Key figures in the development of Scottish modern art, 'the two Roberts' – Robert Colquhoun (1914–1962) and Robert MacBryde (1913–1966) – were life partners who became inseparable after meeting at the Glasgow School of Art in 1933.
Although they were never explicit about their relationship with one another, they did not take great pains to hide it, and moments of tender domesticity as well their rougher periods are scattered across the archive. Reflecting on how their lives and works interact sheds some light on queer relationships before the decriminalisation of homosexuality in the late 1960s.
The biographies of Colquhoun and MacBryde are woven together from the beginning. They grew up just over 20 miles from each other, in rural Ayrshire, both in working-class families. Their backgrounds continued to influence them for the rest of their careers. MacBryde moved to Glasgow to study at the School of Art from 1932–1937 and met Colquhoun, who won a scholarship to study there in 1933, a year later. From that point onwards they became inseparable.
Colquhoun and MacBryde were taught by painter and printmaker Ian Fleming, and it is likely that Fleming painted this portrait of them together during their time together at the GSA.
Colquhoun won the GSA's travelling scholarship in 1938. Realising that Colquhoun would likely split the money between himself and MacBryde, additional funds were provided so that the pair could travel together. We can only guess the extent to which their relationship was known about, but it was clearly viewed as something to be encouraged. Their tour took them around Europe, but was cut short by the outbreak of the Second World War.

Required tasks:
1. Using the piece on the two Roberts, explain in one to three sentences why additional funds came with Colquhoun's 1938 travelling scholarship.
2. Carry the piece on the two Roberts forward from its final sentence.
None of the data is needed for the work on the two Roberts.

Data:

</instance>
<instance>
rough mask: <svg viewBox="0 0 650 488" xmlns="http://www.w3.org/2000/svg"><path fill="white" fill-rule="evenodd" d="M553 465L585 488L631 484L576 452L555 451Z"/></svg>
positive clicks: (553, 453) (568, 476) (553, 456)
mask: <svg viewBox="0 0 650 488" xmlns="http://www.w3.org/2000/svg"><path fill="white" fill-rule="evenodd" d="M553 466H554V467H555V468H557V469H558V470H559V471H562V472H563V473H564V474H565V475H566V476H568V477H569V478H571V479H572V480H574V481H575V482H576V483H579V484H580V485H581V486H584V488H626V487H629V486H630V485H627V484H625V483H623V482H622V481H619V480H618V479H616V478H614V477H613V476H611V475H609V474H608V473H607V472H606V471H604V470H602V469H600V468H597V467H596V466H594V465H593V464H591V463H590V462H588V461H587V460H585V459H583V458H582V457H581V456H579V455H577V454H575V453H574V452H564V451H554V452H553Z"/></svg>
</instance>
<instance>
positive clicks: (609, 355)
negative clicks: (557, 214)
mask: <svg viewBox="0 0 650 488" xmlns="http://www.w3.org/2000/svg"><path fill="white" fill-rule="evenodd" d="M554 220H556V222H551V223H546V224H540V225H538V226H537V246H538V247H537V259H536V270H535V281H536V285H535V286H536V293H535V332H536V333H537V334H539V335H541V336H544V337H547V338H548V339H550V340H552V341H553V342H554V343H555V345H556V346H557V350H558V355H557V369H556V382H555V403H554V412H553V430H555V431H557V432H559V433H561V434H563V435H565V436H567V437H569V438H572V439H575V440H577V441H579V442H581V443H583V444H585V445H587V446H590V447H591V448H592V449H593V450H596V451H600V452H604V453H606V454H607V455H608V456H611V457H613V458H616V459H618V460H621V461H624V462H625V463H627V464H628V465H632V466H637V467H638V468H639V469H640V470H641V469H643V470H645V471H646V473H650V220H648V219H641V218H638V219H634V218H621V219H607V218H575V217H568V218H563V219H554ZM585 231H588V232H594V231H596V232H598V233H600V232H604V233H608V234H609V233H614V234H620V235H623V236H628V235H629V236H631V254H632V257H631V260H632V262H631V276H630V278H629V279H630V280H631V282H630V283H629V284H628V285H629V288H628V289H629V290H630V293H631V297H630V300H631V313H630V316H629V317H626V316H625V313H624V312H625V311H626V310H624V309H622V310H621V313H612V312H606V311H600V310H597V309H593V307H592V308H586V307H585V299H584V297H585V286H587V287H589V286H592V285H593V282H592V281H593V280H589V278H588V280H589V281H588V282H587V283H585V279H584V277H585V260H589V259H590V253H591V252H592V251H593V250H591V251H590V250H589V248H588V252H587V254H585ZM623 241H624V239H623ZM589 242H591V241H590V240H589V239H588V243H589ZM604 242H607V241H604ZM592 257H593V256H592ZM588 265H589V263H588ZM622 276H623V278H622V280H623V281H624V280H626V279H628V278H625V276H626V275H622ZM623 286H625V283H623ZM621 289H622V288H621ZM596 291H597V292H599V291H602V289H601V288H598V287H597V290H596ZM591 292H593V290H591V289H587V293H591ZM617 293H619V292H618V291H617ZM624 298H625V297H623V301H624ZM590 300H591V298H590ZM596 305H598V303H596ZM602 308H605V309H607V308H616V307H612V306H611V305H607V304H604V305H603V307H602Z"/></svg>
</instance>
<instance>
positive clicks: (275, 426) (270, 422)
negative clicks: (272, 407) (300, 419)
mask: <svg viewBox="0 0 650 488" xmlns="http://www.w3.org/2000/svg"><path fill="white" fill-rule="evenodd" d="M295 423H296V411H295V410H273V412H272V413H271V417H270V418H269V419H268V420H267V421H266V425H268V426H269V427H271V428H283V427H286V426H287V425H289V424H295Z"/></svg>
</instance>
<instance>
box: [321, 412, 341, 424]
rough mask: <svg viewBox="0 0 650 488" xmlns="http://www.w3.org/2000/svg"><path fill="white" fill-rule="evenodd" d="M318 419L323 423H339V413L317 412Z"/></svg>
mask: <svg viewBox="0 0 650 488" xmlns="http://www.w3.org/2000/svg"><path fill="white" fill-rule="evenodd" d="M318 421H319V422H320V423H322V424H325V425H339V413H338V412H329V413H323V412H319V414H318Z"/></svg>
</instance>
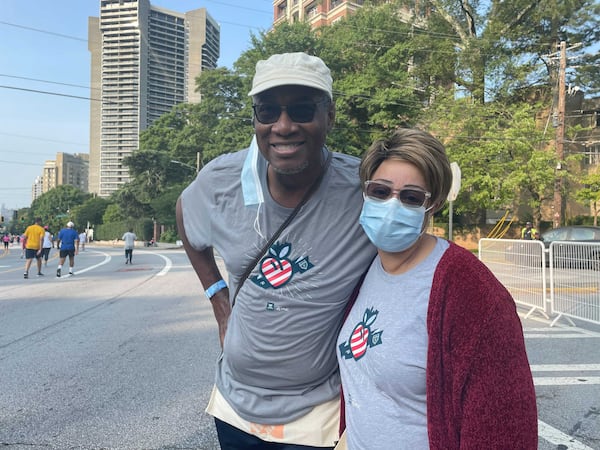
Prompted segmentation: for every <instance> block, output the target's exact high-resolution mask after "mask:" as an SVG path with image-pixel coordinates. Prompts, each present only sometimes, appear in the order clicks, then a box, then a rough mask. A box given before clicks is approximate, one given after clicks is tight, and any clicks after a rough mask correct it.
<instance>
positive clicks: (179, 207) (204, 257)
mask: <svg viewBox="0 0 600 450" xmlns="http://www.w3.org/2000/svg"><path fill="white" fill-rule="evenodd" d="M175 211H176V219H177V230H178V232H179V237H181V241H182V242H183V248H184V249H185V252H186V253H187V255H188V258H189V259H190V262H191V263H192V267H193V268H194V271H195V272H196V275H198V278H199V279H200V282H201V283H202V286H203V287H204V288H205V289H207V288H208V287H209V286H212V285H213V284H214V283H216V282H217V281H219V280H222V279H223V277H222V276H221V272H220V271H219V268H218V267H217V263H216V261H215V255H214V253H213V249H212V247H208V248H206V249H204V250H200V251H199V250H196V249H194V248H193V247H192V246H191V245H190V243H189V241H188V239H187V236H186V234H185V227H184V225H183V212H182V209H181V198H179V199H178V200H177V206H176V210H175ZM210 302H211V304H212V307H213V312H214V314H215V319H217V324H218V326H219V339H220V340H221V347H223V340H224V339H225V332H226V331H227V320H228V319H229V315H230V314H231V304H230V303H229V289H228V288H225V289H221V290H220V291H218V292H217V293H216V294H215V295H214V296H213V297H212V298H211V299H210Z"/></svg>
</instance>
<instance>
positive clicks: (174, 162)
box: [171, 159, 199, 173]
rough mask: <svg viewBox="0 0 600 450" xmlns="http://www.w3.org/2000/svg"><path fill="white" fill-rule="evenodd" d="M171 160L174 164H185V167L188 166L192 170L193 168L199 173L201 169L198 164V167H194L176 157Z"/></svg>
mask: <svg viewBox="0 0 600 450" xmlns="http://www.w3.org/2000/svg"><path fill="white" fill-rule="evenodd" d="M171 162H172V163H173V164H178V165H180V166H183V167H186V168H188V169H191V170H193V171H194V172H195V173H197V172H198V171H199V169H198V167H197V166H196V167H194V166H191V165H189V164H186V163H183V162H181V161H177V160H176V159H172V160H171Z"/></svg>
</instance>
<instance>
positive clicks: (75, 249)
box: [56, 221, 79, 277]
mask: <svg viewBox="0 0 600 450" xmlns="http://www.w3.org/2000/svg"><path fill="white" fill-rule="evenodd" d="M56 242H57V247H58V248H59V249H60V253H59V257H60V260H59V263H58V268H57V269H56V276H57V277H60V275H61V272H62V265H63V264H64V263H65V259H67V256H68V257H69V275H73V266H74V265H75V255H77V254H78V253H79V233H77V230H76V229H75V224H74V223H73V222H71V221H69V222H68V223H67V227H66V228H63V229H62V230H60V231H59V232H58V238H57V240H56Z"/></svg>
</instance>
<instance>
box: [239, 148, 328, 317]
mask: <svg viewBox="0 0 600 450" xmlns="http://www.w3.org/2000/svg"><path fill="white" fill-rule="evenodd" d="M327 153H328V154H327V159H326V160H325V164H324V165H323V170H321V173H320V175H319V178H317V179H316V180H315V181H314V183H313V184H312V185H311V187H310V189H309V190H308V191H306V193H305V194H304V196H303V197H302V200H300V203H298V205H297V206H296V207H295V208H294V210H293V211H292V212H291V213H290V215H289V216H288V217H287V219H285V221H284V222H283V223H282V224H281V226H280V227H279V228H278V229H277V231H276V232H275V233H274V234H273V236H271V239H269V241H268V242H267V243H266V244H265V245H264V246H263V248H261V249H260V252H258V254H257V255H256V257H255V258H254V260H253V261H252V262H251V263H250V264H248V266H247V267H246V270H244V274H243V275H242V277H241V278H240V282H239V283H238V285H237V288H236V290H235V294H233V299H232V301H231V307H232V308H233V305H235V299H236V297H237V295H238V293H239V292H240V289H241V288H242V285H243V284H244V282H245V281H246V280H247V279H248V277H249V276H250V273H252V269H254V267H256V265H257V264H258V262H259V261H260V258H262V257H263V255H264V254H265V253H266V252H267V250H269V248H270V247H271V245H273V243H274V242H275V241H276V240H277V238H278V237H279V235H280V234H281V232H282V231H283V230H284V229H285V228H286V227H287V226H288V225H289V224H290V222H291V221H292V220H293V219H294V217H296V214H298V212H299V211H300V209H301V208H302V207H303V206H304V205H305V204H306V202H307V201H308V199H309V198H310V197H311V196H312V195H313V193H314V192H315V191H316V190H317V189H318V188H319V186H320V185H321V181H322V180H323V177H324V176H325V173H326V172H327V168H328V167H329V163H330V162H331V152H329V151H328V152H327Z"/></svg>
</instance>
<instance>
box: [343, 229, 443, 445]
mask: <svg viewBox="0 0 600 450" xmlns="http://www.w3.org/2000/svg"><path fill="white" fill-rule="evenodd" d="M448 246H449V244H448V241H445V240H442V239H438V240H437V244H436V246H435V248H434V250H433V251H432V252H431V254H429V256H428V257H427V258H426V259H425V260H424V261H422V262H421V263H420V264H419V265H418V266H417V267H415V268H413V269H411V270H410V271H408V272H406V273H403V274H400V275H391V274H389V273H387V272H385V271H384V270H383V267H382V266H381V260H380V259H379V257H377V258H376V259H375V260H374V261H373V264H372V265H371V268H370V269H369V272H368V274H367V276H366V277H365V280H364V282H363V285H362V286H361V289H360V293H359V295H358V297H357V299H356V302H355V303H354V305H353V307H352V310H351V312H350V314H349V315H348V318H347V319H346V321H345V322H344V325H343V327H342V329H341V331H340V336H339V339H338V348H337V356H338V360H339V363H340V372H341V375H342V384H343V386H344V399H345V402H346V434H347V439H348V449H350V450H353V449H366V448H373V449H392V448H393V449H397V450H402V449H407V450H414V449H427V448H429V441H428V437H427V404H426V396H425V368H426V361H427V343H428V339H427V325H426V322H427V308H428V306H429V294H430V291H431V283H432V281H433V274H434V272H435V268H436V266H437V264H438V262H439V260H440V259H441V257H442V255H443V254H444V252H445V251H446V249H447V248H448Z"/></svg>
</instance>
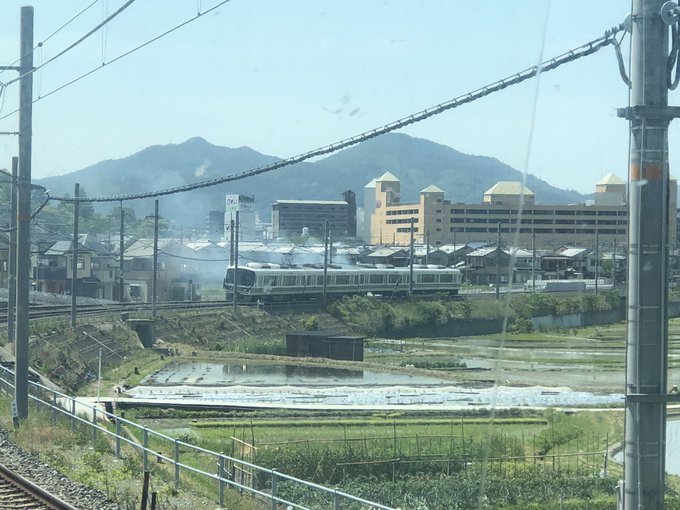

Answers in order:
1. Those awarding it realized that Colquhoun would likely split the money between himself and MacBryde. Extra funds were provided so that the pair could travel together.

2.
Both artists continued to paint during the war, primarily as non-commissioned war artists.
The painting below, Weaving Army Cloth (1945), was Colquhoun's only commission from the War Artist's Advisory Committee. During this time, their work primarily focused on the impact of the war on the home front.
Art historian, Sophie Hatchwell, has compared MacBryde's landscapes at this time to Paul Nash's work during the First World War, noting the similarity in their uncomfortably anthropomorphic surroundings.
They relocated frequently during the war but ended up settling together in London in 1941.
Colquhoun's 1943 painting, The Lock Gate, has a preparatory study painted by MacBryde for his work The Courtyard on its verso side.
Their works are inscribed on each other, a testament to the intimacy of their practices.
Whilst Colquhoun and MacBryde's landscapes have been classed as neo-Romantic, their figures and still lifes were part of a response to a wider artistic development across Europe.
Mentored by Jankel Adler, with whom they shared a studio in London, the influence of Cubism and Expressionism is clear in both their works.
However, they were also associated with John Minton and Wyndham Lewis of the London Group, which had officially formed in 1913 and still exists today.
Under the patronage of the esteemed art collector, Peter Watson, affectionately described by writer Evelyn Waugh as 'a pansy of means', Colquhoun and MacBryde's reputations as artists continued to grow.
The two Roberts' move to London landed them at the centre of late 1940s queer urban culture, and soon 'The Golden Boys of Bond Street' were associated with fellow Bohemian artists such as Keith Vaughan, Francis Bacon, and Lucien Freud. These artists would later become known for varying degrees of homosexual content in their own works.
Compared to their artistic contemporaries, Bacon and Vaughan, the subject of sexuality appeared to be less prominent in the works of MacBryde and Colquhoun.
However it is possible to trace their relationship when looking at Colquhoun's many paintings of couples. Often depicting androgynous figures, one can interpret Colquhoun's subjects as reflections of himself and MacBryde. This leads to questions about how we categorise art into what is ostensibly 'queer' and what isn't.
In short, is it possible to read queerness in works of art?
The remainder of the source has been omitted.